> [Kutipan yang Diberikan]
+++

Di Kideco, program CSR diakui turut berperan menopang pertumbuhan produksi batu bara. Seperti apa isi tata kelola CSR di perusahaan tersebut?
Wah, di tahun 2018 ini, Kideco Jaya Agung menargetkan produksi batu bara sebanyak 32 juta ton. Mayoritas produksi itu akan diekspor, dan yang terbanyak ke Tiongkok. “Target produksi 32 juta ton itu jumlahnya sama dengan di tahun 2017,” kata Presiden Direktur Kideco Jaya Agung, M. Kurnia Ariawan, seperti pernah ditulis Kontan.co.id.
Kurnia pun menjelaskan bahwa 75% dari hasil produksi batu bara itu diekspor ke Tiongkok. Adapun sisanya ke sejumlah negara di Asia dan Eropa.
Sejatinya, bagaimana perkembangan tren produksi batu bara oleh Kideco, dari tahun ke tahun? Marilah kini kita telaah untuk sejenak. Begini, berdasarkan data dari perusahaan tersebut, dari tahun ke tahun sejak berdiri, memang ada tren kenaikan produksi batubara.
Di tahun 1993, ketika perusahaan tersebut baru memulai produksi komersial, batu bara yang dihasilkan barulah sebanyak 3 juta ton. Ketika dibandingkan produksi tahun 2017 ataupun 2018 yang 32 juta ton, ada kenaikan berkali-kali lipat, bukan? Adapun puncak produksi sebesar 37 juta ton, didapat di tahun 2013.
Ada satu hal yang menarik lain.Yakni, ada satu dewa penolong yang ikut berperan menaikkan produksi batu bara oleh Kideco. Siapakah? Jawabannya, adalah program CSR yang dijalankan perusahaan tersebut.
General Manager Kideco Jaya Agung, Siswoyo, menjelaskan kepada Dewan Juri Top CSR 2018 bahwa pihaknya mulai menjalankan program CSR sejak tahun 2001. Dan setelah itu, memang ada tren kenaikan produksi batu bara.
Kalau dipikir-pikir, hal seperti itu tidaklah mengherankan bagi kita. Pasalnya, bagi sebuah perusahaan pertambangan batu bara, aktivitas yang tidak terganggu oleh penolakan dari masyarakat, menjadi salah satu syarat produktivitas bisnis yang bagus.

+++

> [Perintah Tugas] Kembalikan persis bagian dari teks tentang CSR Kideco yang dimulai dengan "Sejatinya, bagaimana perkembangan" dan berlanjut sampai "kenaikan produksi batubara.".

> [Entri Hasil Ekstraksi]
+++

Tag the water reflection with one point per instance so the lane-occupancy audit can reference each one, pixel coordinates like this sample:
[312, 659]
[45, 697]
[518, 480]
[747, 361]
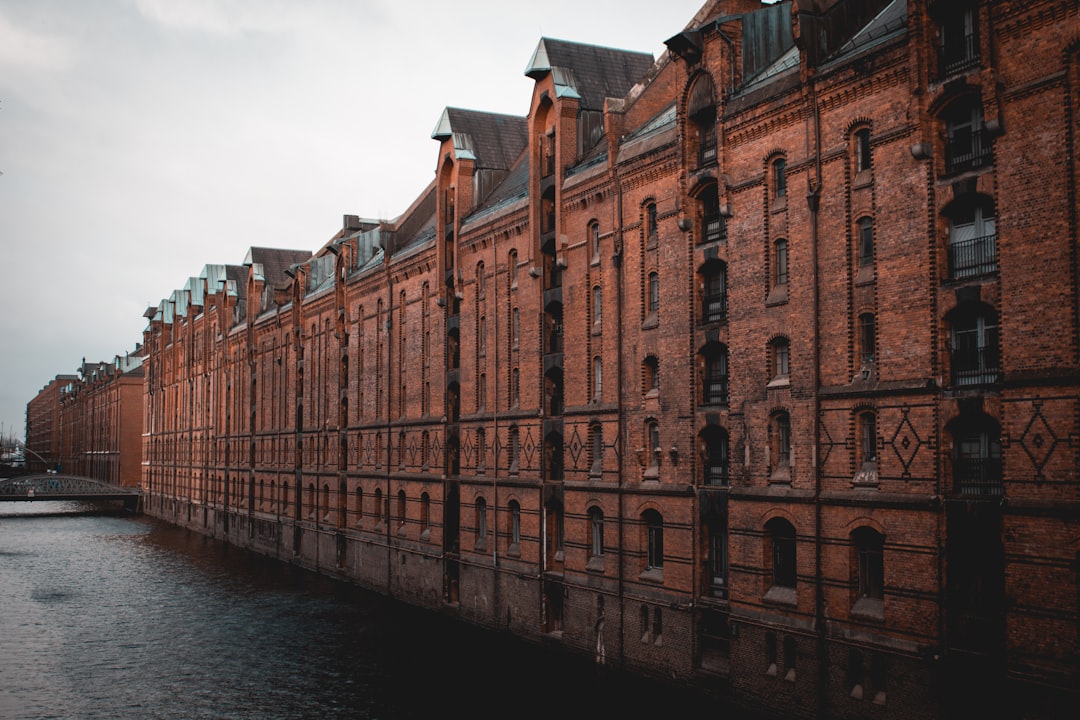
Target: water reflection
[113, 616]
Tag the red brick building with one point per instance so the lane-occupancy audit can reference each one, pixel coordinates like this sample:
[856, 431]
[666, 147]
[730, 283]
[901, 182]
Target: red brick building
[43, 423]
[731, 367]
[100, 422]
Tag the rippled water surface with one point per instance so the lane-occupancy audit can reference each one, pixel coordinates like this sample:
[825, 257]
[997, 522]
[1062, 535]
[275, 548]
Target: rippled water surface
[113, 616]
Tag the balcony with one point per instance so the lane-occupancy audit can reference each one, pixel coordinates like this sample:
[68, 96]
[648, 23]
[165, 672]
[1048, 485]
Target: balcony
[970, 258]
[975, 366]
[958, 55]
[968, 150]
[713, 229]
[977, 477]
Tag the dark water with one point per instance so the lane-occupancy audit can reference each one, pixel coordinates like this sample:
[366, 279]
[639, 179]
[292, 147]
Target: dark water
[113, 616]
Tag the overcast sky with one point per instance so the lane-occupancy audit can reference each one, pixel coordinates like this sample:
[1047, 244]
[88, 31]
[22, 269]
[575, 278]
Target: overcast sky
[142, 139]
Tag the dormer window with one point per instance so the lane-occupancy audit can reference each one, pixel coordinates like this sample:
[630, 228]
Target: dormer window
[958, 49]
[967, 141]
[779, 178]
[701, 128]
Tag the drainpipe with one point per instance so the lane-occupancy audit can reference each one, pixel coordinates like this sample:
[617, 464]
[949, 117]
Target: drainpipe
[390, 439]
[495, 430]
[813, 202]
[617, 261]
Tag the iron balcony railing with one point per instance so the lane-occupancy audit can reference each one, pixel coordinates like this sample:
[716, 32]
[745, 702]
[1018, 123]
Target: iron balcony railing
[958, 56]
[716, 307]
[716, 391]
[977, 477]
[714, 228]
[716, 474]
[969, 258]
[968, 150]
[975, 366]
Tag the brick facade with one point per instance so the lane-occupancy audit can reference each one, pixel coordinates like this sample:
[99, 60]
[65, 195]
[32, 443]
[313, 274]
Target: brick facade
[731, 367]
[91, 423]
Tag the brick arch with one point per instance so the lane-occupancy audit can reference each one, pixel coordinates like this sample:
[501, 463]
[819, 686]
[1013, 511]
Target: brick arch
[772, 155]
[773, 513]
[856, 123]
[865, 521]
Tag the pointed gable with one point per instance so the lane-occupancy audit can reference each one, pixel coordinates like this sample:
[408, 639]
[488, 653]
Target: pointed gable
[494, 140]
[590, 72]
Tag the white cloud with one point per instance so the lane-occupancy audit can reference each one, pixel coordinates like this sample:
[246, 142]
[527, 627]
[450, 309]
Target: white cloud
[23, 49]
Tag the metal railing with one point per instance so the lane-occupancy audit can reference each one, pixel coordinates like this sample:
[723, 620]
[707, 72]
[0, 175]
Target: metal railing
[977, 477]
[969, 258]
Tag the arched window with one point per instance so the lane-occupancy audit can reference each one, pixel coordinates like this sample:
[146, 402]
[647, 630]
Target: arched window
[513, 450]
[716, 555]
[972, 236]
[424, 515]
[780, 447]
[651, 228]
[780, 355]
[714, 442]
[967, 143]
[515, 524]
[713, 228]
[862, 146]
[864, 231]
[975, 356]
[596, 532]
[481, 522]
[651, 449]
[715, 376]
[781, 538]
[976, 454]
[595, 448]
[867, 547]
[867, 341]
[650, 370]
[779, 178]
[867, 438]
[481, 449]
[653, 298]
[780, 261]
[714, 290]
[597, 379]
[701, 111]
[655, 540]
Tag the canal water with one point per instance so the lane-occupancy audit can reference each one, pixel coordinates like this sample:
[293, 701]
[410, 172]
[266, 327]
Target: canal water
[116, 616]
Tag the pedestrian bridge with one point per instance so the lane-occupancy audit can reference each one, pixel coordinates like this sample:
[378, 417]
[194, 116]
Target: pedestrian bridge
[65, 487]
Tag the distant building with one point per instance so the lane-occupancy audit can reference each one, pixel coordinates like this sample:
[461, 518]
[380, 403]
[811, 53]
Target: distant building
[42, 425]
[754, 366]
[94, 424]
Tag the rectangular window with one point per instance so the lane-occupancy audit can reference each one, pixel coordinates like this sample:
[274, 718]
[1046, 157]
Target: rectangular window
[780, 178]
[862, 149]
[781, 261]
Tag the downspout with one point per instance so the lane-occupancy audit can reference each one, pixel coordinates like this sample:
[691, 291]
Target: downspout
[617, 261]
[813, 203]
[495, 471]
[390, 438]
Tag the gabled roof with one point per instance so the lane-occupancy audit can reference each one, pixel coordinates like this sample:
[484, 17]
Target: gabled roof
[274, 263]
[494, 140]
[890, 22]
[514, 187]
[590, 72]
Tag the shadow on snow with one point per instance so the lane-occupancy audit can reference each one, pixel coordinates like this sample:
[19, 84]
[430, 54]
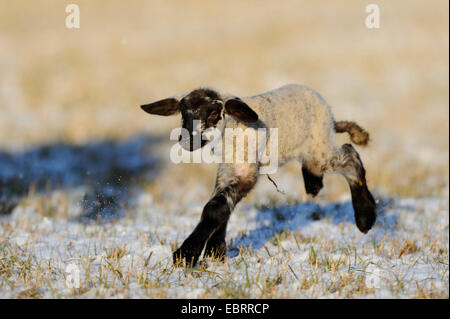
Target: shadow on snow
[106, 169]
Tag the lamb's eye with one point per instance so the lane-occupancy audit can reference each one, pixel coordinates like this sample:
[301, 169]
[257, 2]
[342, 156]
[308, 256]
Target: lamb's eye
[213, 116]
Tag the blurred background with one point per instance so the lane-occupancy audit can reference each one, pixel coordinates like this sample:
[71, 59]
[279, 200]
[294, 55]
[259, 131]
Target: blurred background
[78, 87]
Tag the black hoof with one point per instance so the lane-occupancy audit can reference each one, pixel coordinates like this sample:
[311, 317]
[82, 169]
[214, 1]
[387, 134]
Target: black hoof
[313, 183]
[364, 206]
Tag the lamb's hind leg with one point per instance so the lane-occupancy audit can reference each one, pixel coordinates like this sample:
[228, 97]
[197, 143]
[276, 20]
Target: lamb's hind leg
[348, 163]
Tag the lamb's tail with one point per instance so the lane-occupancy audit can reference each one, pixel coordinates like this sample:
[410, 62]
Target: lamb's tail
[358, 135]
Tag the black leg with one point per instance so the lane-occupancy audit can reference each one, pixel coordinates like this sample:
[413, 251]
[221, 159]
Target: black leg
[363, 202]
[364, 206]
[215, 213]
[313, 183]
[216, 245]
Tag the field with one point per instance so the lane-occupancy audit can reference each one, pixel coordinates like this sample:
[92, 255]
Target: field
[87, 189]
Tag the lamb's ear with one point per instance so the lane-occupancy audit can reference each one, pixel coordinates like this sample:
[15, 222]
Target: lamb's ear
[164, 107]
[240, 110]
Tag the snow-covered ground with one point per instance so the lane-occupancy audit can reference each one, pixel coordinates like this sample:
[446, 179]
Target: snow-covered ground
[71, 241]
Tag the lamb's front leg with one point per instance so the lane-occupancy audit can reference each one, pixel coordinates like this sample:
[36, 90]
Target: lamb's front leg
[231, 186]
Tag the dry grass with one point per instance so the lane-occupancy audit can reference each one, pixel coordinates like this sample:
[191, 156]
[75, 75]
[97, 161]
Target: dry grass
[78, 86]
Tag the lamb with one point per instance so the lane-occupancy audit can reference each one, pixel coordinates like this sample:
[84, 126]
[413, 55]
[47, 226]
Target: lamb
[306, 133]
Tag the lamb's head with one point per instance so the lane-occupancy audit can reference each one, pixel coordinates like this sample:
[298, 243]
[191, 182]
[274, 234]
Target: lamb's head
[201, 110]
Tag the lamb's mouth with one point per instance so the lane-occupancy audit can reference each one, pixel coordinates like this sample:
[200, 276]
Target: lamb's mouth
[191, 144]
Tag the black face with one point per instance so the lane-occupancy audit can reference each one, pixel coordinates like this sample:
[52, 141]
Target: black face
[201, 109]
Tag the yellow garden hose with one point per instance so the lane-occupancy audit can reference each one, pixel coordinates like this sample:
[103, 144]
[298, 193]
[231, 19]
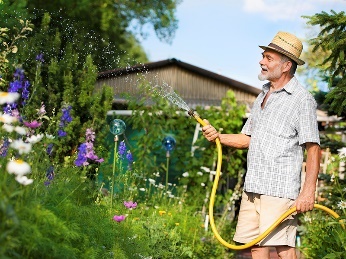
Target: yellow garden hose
[212, 200]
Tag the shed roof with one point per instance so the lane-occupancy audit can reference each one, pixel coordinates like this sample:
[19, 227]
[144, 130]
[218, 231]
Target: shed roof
[175, 62]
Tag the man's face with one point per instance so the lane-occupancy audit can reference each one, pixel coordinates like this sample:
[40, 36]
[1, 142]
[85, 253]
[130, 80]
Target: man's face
[271, 66]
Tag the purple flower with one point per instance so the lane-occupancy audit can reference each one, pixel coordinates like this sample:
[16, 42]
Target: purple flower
[39, 58]
[130, 204]
[119, 218]
[90, 135]
[64, 120]
[122, 148]
[49, 149]
[62, 133]
[33, 125]
[129, 156]
[66, 117]
[81, 157]
[4, 147]
[50, 175]
[19, 85]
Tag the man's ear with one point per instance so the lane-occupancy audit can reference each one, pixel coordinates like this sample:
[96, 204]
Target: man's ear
[287, 66]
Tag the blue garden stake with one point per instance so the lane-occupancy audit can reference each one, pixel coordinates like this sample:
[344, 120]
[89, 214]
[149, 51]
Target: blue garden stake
[168, 143]
[116, 127]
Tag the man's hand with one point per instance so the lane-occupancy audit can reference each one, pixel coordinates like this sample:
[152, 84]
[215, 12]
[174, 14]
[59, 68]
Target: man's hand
[209, 132]
[305, 202]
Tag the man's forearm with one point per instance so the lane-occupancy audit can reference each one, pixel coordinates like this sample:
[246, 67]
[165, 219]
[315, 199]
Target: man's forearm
[239, 141]
[312, 167]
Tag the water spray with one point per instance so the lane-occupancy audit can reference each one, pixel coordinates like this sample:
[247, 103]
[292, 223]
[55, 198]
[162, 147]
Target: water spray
[167, 92]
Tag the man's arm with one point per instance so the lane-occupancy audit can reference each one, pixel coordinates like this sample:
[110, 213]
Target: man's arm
[239, 141]
[306, 198]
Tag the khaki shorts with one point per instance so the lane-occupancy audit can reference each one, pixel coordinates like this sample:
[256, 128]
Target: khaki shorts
[258, 212]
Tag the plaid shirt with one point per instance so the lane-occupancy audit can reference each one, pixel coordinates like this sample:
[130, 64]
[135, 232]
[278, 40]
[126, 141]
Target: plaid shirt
[278, 134]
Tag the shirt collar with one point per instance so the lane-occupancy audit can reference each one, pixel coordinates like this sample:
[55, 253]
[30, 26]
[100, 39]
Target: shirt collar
[289, 87]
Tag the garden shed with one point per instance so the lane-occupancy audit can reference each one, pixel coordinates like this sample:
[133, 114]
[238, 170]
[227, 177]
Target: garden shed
[196, 86]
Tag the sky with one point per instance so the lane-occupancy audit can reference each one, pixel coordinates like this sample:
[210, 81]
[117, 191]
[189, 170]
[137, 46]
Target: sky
[223, 36]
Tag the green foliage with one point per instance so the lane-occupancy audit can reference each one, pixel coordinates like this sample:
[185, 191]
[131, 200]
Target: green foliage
[332, 39]
[108, 30]
[321, 235]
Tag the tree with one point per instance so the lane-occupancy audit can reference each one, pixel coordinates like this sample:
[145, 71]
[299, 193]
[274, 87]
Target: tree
[332, 40]
[106, 29]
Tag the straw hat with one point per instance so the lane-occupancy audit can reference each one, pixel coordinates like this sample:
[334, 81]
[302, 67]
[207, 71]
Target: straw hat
[287, 44]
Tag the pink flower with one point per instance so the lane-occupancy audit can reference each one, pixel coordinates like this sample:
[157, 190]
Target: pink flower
[34, 124]
[119, 218]
[130, 204]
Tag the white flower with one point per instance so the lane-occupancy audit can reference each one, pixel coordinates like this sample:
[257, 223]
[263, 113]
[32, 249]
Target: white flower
[6, 97]
[21, 146]
[18, 167]
[22, 179]
[34, 139]
[20, 130]
[6, 118]
[342, 205]
[8, 127]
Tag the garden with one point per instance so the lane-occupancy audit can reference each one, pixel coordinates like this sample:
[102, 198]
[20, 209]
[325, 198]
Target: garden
[73, 185]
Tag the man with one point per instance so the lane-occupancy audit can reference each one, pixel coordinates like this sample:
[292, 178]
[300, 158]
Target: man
[281, 126]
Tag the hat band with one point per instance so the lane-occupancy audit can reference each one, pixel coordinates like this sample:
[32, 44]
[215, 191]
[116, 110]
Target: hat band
[281, 49]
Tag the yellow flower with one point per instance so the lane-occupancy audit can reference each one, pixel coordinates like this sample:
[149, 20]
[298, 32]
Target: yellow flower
[161, 212]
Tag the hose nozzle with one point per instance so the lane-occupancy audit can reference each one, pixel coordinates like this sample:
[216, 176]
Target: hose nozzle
[196, 116]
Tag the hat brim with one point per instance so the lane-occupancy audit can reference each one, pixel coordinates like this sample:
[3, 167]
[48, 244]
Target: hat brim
[297, 60]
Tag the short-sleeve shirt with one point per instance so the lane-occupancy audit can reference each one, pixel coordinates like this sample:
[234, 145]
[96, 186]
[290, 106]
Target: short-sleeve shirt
[278, 133]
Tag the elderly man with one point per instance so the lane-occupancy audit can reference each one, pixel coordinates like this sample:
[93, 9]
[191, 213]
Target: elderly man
[281, 126]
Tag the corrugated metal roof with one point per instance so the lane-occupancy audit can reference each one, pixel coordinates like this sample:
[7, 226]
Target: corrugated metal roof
[140, 68]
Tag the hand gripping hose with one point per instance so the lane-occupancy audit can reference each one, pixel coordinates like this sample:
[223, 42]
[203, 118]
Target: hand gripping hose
[212, 200]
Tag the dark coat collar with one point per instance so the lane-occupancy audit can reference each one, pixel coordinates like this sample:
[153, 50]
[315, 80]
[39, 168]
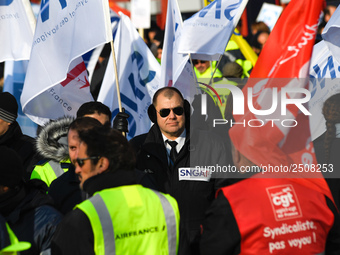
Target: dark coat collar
[108, 180]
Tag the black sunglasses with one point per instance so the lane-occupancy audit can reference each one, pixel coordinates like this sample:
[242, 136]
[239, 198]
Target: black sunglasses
[195, 61]
[81, 161]
[166, 111]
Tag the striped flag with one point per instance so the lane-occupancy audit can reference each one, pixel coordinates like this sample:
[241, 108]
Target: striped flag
[56, 81]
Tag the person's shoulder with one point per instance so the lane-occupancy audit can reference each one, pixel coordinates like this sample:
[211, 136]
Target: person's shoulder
[137, 141]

+++

> [Jawaban Soal]
Sejatinya, bagaimana perkembangan tren produksi batu bara oleh Kideco, dari tahun ke tahun? Marilah kini kita telaah untuk sejenak. Begini, berdasarkan data dari perusahaan tersebut, dari tahun ke tahun sejak berdiri, memang ada tren kenaikan produksi batubara.